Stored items

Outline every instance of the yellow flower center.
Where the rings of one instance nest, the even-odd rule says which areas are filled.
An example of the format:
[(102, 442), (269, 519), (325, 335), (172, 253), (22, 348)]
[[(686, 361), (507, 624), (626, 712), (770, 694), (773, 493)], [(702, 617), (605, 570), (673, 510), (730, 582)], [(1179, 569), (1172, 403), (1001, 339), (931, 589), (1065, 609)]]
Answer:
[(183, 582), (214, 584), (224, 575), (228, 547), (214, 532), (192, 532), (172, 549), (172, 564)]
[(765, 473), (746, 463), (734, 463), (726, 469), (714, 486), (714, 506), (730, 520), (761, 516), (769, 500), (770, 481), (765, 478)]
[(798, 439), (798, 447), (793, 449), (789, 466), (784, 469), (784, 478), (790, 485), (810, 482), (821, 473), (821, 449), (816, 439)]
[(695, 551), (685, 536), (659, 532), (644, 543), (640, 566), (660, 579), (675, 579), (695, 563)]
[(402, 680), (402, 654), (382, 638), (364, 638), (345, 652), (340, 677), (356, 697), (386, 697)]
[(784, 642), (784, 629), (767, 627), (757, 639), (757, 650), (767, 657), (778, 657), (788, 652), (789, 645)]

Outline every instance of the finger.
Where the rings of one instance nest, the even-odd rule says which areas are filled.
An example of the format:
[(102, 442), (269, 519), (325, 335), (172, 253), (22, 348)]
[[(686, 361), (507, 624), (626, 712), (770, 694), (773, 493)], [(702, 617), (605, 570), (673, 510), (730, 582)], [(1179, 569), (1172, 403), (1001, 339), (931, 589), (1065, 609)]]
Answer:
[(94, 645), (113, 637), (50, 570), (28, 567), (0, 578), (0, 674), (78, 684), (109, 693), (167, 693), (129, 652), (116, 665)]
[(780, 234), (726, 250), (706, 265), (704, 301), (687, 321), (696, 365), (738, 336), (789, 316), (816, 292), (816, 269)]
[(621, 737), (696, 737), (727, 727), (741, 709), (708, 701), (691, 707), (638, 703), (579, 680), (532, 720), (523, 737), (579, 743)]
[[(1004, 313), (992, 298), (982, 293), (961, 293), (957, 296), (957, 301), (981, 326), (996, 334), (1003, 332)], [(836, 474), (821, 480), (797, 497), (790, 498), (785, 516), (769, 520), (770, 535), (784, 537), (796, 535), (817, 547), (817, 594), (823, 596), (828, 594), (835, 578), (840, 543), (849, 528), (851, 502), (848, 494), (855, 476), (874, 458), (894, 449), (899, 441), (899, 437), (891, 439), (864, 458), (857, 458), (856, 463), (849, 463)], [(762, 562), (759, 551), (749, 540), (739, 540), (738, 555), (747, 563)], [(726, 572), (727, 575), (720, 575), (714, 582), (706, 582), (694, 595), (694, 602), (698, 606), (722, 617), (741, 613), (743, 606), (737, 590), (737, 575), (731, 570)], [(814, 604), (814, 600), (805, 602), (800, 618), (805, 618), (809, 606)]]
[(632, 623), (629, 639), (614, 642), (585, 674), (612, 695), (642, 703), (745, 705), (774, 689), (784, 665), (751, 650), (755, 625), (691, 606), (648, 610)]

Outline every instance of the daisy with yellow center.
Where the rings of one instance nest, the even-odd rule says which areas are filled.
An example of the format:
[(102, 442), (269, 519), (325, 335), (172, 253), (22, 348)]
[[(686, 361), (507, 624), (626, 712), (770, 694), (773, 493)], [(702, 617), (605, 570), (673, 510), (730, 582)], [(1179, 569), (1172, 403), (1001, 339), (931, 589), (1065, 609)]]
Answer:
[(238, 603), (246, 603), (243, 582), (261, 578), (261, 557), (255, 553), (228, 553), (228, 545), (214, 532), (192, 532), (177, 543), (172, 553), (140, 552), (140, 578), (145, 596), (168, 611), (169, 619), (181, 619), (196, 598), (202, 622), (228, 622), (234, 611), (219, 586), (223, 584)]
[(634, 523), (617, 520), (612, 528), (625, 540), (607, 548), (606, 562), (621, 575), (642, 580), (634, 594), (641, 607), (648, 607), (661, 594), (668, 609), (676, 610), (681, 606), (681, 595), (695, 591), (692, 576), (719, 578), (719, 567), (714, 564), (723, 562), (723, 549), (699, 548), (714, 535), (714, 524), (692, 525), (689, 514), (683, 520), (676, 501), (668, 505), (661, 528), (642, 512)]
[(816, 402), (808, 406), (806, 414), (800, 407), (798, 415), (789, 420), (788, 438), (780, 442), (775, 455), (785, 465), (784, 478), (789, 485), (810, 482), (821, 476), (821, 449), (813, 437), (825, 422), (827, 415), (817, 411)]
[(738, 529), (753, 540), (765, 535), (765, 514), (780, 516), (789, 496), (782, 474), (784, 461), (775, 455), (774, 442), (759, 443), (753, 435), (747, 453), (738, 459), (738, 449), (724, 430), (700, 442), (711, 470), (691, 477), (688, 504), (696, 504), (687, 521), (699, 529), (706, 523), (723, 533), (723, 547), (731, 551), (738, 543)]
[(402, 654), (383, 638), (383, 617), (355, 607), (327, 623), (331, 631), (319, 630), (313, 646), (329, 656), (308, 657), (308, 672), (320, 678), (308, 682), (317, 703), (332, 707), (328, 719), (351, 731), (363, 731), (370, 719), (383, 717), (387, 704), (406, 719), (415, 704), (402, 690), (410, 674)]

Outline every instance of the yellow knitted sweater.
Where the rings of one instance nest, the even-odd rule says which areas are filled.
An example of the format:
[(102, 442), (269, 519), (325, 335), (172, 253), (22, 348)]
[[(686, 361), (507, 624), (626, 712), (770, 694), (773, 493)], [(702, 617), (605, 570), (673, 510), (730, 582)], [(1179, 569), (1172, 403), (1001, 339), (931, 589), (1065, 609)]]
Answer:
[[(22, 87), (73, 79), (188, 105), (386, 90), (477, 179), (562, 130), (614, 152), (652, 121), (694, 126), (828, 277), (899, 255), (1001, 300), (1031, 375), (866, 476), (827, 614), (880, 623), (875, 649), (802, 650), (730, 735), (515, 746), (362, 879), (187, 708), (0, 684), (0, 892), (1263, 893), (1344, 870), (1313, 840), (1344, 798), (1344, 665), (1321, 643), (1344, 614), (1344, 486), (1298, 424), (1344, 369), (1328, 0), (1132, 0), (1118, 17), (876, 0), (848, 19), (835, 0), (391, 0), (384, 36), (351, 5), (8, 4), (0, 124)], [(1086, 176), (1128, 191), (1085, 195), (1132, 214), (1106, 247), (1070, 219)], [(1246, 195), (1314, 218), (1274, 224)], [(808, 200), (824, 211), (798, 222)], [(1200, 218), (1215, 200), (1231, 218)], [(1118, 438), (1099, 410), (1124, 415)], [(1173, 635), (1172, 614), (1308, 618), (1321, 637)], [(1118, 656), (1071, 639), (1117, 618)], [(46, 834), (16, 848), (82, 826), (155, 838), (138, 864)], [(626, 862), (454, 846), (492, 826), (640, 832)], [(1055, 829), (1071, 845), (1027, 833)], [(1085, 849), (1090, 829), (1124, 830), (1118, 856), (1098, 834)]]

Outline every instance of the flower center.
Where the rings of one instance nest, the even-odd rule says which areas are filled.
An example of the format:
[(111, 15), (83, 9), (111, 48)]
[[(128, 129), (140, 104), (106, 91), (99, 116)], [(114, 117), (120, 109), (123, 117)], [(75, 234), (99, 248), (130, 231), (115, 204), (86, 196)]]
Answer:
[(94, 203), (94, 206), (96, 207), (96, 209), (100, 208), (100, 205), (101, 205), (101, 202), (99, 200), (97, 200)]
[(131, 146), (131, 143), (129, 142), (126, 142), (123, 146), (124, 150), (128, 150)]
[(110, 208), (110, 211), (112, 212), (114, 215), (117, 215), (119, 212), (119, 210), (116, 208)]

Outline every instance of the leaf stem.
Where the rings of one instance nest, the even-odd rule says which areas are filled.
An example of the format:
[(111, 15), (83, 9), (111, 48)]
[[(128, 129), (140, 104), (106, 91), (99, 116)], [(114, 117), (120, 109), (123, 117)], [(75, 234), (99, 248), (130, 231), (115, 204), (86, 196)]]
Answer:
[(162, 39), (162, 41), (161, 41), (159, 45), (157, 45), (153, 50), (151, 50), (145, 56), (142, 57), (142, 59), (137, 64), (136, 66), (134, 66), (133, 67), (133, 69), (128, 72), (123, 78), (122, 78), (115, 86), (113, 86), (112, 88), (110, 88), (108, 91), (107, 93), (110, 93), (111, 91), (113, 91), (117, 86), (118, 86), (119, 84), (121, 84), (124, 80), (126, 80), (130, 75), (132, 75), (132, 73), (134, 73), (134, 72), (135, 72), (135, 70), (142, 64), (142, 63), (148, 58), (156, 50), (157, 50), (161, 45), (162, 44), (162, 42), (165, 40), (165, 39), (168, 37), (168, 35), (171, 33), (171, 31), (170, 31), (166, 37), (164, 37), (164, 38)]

**Challenge**
How many lines in the entries above contain the string "flower"? Case counts. Reply with the number only.

**Exercise result**
2